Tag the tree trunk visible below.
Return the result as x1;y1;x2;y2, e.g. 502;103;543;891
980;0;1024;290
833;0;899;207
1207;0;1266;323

-=-=-=-=-

#### Stated goal
Recast the records above as a numbered list and skip any blank lines.

#### Solution for this exercise
1. Tag the tree trunk visible below.
2. Return the result as x1;y1;x2;y2, e.g. 502;103;543;891
3. 980;0;1024;290
4. 833;0;899;207
5. 1207;0;1266;323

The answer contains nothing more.